What you should do: Write out the entries below again, substituting "loose rubble" for every occurrence of "scattered debris" and altering nothing else.
══════
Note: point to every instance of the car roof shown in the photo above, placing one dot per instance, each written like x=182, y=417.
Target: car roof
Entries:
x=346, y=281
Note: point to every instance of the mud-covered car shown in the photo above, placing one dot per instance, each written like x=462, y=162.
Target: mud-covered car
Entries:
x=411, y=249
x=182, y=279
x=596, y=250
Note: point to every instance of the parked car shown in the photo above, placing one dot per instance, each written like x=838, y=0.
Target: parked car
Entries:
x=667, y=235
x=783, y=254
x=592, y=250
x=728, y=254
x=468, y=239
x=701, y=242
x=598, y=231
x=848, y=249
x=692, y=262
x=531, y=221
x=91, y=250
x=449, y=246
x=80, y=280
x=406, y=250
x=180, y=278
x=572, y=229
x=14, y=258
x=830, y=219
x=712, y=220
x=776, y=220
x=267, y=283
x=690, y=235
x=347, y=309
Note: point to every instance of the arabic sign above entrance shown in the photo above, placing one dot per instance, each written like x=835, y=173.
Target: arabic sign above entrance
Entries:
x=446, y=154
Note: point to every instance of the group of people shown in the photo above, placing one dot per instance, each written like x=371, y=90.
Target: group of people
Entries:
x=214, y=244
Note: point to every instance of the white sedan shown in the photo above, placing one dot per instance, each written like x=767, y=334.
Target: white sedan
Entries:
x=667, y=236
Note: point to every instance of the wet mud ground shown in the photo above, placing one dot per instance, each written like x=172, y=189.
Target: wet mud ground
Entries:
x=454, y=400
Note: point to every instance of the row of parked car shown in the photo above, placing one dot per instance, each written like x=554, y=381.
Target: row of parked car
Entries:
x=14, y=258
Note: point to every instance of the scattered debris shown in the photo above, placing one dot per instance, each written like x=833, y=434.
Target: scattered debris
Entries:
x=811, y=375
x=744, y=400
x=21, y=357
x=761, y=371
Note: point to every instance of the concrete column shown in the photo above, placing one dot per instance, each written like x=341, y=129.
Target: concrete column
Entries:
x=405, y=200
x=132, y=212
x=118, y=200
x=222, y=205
══════
Written reply:
Note: point to every instance of the car roof shown in the photo above, placing one dot per instance, each written like x=182, y=417.
Target: car roof
Entries:
x=346, y=281
Note: point to every instance of the mud-covered car shown in the photo above, placing one dot per instance, each written like x=462, y=162.
Target: mud-covered car
Entries:
x=411, y=249
x=182, y=279
x=596, y=250
Note: point to every instance of the parked car shown in the photo above, placing one dot per instance, each written like x=838, y=0.
Target: parked car
Entries:
x=667, y=235
x=783, y=254
x=592, y=250
x=728, y=254
x=468, y=239
x=701, y=242
x=598, y=231
x=848, y=249
x=692, y=262
x=531, y=221
x=91, y=250
x=449, y=246
x=80, y=280
x=406, y=250
x=180, y=278
x=572, y=229
x=14, y=258
x=830, y=219
x=712, y=220
x=776, y=220
x=267, y=283
x=690, y=235
x=347, y=309
Note: point to every instance of the arabic sign above entrance shown in the photo above, placing one dot per instance, each written like x=835, y=173.
Target: arabic sign above entrance
Entries:
x=446, y=154
Note: point to every instance of the group of people shown in the photo above, placing one dot per instance, each written like x=371, y=90.
Target: group of people
Entries:
x=214, y=244
Note: point to every instance of the white sedan shown in the photo above, placing one dot per instance, each written like x=767, y=334.
Target: white sedan
Entries:
x=667, y=236
Note: point to every instance of the wet mud ground shown in the photo above, placing one dot per instance, each written like x=172, y=189.
Target: wet mud ground
Entries:
x=454, y=400
Note: point to every instance of the row of parked car shown in the photo above, placing one dot per instance, each written like x=554, y=381.
Target: row of parked car
Entries:
x=14, y=258
Note: point to every instance of the loose rubble shown in the photo above, placing one dot per instance, each written like x=833, y=434.
Target: loose rubble
Entries:
x=811, y=375
x=744, y=400
x=21, y=357
x=761, y=371
Note: point to every instance of the concrete column shown in the photo above, placing one dot per instance, each written like x=341, y=129.
Target: concrete column
Entries:
x=405, y=200
x=132, y=212
x=118, y=200
x=222, y=205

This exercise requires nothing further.